• _To be done_:
Please reproduce the rows below word for word, leaving the pictures out of your copy.

• _Material_:
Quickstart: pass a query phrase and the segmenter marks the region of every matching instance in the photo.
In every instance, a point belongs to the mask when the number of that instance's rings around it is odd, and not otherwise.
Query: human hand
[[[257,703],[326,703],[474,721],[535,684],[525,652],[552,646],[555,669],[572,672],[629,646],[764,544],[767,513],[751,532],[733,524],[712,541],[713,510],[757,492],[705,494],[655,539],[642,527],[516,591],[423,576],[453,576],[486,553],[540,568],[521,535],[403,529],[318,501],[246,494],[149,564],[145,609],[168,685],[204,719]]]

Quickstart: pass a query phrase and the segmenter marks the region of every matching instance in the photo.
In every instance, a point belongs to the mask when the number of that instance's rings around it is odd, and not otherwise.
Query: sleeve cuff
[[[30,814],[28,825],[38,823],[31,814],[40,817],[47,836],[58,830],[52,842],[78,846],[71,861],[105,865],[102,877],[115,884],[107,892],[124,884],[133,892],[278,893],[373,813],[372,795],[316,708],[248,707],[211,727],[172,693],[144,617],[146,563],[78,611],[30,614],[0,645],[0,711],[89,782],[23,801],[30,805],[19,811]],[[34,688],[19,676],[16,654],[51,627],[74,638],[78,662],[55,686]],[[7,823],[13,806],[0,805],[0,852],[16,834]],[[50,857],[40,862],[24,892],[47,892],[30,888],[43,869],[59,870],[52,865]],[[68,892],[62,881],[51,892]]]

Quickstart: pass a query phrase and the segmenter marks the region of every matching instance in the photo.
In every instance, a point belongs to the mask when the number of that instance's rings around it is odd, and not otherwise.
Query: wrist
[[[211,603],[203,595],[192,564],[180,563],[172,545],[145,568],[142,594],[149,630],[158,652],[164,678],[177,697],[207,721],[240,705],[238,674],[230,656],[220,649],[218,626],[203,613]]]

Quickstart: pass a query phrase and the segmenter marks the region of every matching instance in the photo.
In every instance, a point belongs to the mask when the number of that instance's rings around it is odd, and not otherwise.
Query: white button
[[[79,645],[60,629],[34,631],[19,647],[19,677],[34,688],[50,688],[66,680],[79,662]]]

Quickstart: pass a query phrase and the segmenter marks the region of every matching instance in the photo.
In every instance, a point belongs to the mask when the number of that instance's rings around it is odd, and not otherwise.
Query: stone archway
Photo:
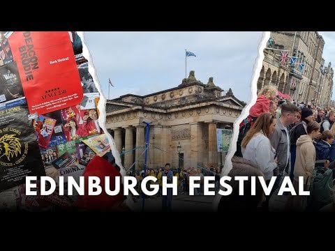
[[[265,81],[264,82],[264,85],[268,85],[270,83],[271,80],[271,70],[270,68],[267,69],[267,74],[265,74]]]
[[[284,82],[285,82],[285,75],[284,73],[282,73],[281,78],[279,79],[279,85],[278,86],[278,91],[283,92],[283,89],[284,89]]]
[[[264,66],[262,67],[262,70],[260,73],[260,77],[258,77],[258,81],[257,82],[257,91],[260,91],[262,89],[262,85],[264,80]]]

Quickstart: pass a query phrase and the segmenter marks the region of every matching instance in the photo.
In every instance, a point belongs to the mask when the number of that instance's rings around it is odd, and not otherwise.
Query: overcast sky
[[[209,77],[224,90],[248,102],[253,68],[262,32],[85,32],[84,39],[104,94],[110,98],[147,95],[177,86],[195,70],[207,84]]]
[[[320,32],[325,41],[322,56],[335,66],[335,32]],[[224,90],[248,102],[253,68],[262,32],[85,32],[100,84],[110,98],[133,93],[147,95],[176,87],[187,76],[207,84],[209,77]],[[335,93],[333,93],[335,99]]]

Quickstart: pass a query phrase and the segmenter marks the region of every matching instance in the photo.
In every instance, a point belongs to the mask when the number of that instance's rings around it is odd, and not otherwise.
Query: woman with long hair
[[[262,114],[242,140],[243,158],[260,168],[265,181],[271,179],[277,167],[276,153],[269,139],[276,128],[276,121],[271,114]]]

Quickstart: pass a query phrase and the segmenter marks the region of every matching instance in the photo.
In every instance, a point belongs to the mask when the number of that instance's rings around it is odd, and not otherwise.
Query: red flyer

• _Problem solution_:
Quickstart: pass a query phrase and the segmenter marks the region of every matching instance in the photo.
In every instance, a point belongs to the mask when the number of that instance's rings around it is odd, and not otherwise.
Query: human hand
[[[257,703],[326,703],[474,721],[535,684],[525,652],[552,646],[555,669],[572,672],[629,646],[764,544],[767,513],[751,532],[733,524],[712,541],[713,510],[757,492],[705,494],[655,539],[642,527],[516,591],[423,576],[453,576],[486,553],[540,568],[521,535],[403,529],[318,501],[246,494],[149,564],[145,609],[168,685],[204,719]]]

Quickstart: pass a query phrase and the segmenter marks the region of every matching instance in the photo.
In every instance, a point belongs to the mask when the number of that instance's rings around it is odd, and not otherwise.
Query: sleeve cuff
[[[30,814],[28,825],[38,823],[31,814],[40,817],[47,836],[58,830],[52,842],[78,846],[71,861],[105,865],[102,877],[115,884],[107,892],[124,884],[133,892],[278,893],[373,813],[372,795],[316,708],[248,707],[211,727],[172,693],[144,617],[146,563],[78,611],[30,614],[0,645],[0,711],[89,782],[23,801],[30,805],[19,811]],[[34,688],[19,676],[16,654],[51,627],[74,638],[78,662],[55,686]],[[7,823],[13,806],[0,805],[0,852],[16,834]],[[50,857],[40,862],[24,892],[47,892],[30,888],[43,869],[59,870],[52,865]],[[68,892],[62,881],[51,892]]]

Quickstart: pass a query phrase and the segmenter marks the region of every matching instance in the photo.
In every instance, a point belongs to the mask when the number of that instance's rings around it is odd, and not otherwise.
Query: wrist
[[[211,603],[203,595],[192,564],[180,563],[172,545],[145,568],[142,594],[149,630],[158,652],[164,678],[177,697],[207,721],[240,705],[238,674],[230,656],[220,649],[218,626],[203,613]]]

Quickstart: pass a query phrase and the segmenter marks the region of every matching instance in the photo.
In every instance, a point belongs to the mask when the number of that instance's rings around it is odd, and not otherwise.
Query: white button
[[[79,645],[60,629],[34,631],[19,647],[19,677],[34,688],[50,688],[66,680],[79,662]]]

Quickstart: pass a query phrase and the segmenter marks the region of every matching instance in the photo.
In every instance, a point belongs to the mask when the number of that instance's rings around it is odd, and not otherwise.
Query: stone archway
Photo:
[[[265,81],[264,82],[264,85],[268,85],[270,83],[271,80],[271,70],[270,68],[267,69],[267,74],[265,74]]]
[[[284,82],[285,82],[285,75],[284,73],[282,73],[281,78],[279,79],[279,85],[278,86],[278,91],[283,92],[283,89],[284,89]]]
[[[264,66],[262,67],[262,70],[260,73],[260,77],[258,77],[258,81],[257,82],[257,91],[260,91],[262,89],[262,85],[264,80]]]

Quickstart: pass a query phrase and the segmenter marks the region of every matching instance in the photo.
In every instance, a point belongs to the mask when the number of that instance's rings around it is odd, and not otherwise.
Query: overcast sky
[[[209,77],[224,90],[248,102],[253,68],[262,32],[85,32],[84,39],[104,94],[110,98],[147,95],[177,86],[195,70],[207,84]]]
[[[320,32],[325,41],[322,56],[335,66],[335,32]],[[224,90],[248,102],[253,68],[262,32],[85,32],[100,84],[110,98],[133,93],[147,95],[176,87],[187,76],[207,84],[209,77]],[[335,93],[333,93],[335,99]]]

Quickstart: pass a query phrase and the segmenter marks the region of every matching instance in the photo.
In every instance, a point belongs to the mask when the number of that instance's rings around it is odd, and not otherwise.
Query: woman with long hair
[[[262,114],[242,140],[243,158],[260,168],[265,181],[271,179],[277,167],[276,153],[269,139],[276,128],[276,121],[271,114]]]

Quickstart: pass a query phrase and the segmenter marks the region of every matching instance in the photo.
In every instance, a point belongs to the mask when the number of that instance's rings around it is odd, and not otherwise.
Query: red flyer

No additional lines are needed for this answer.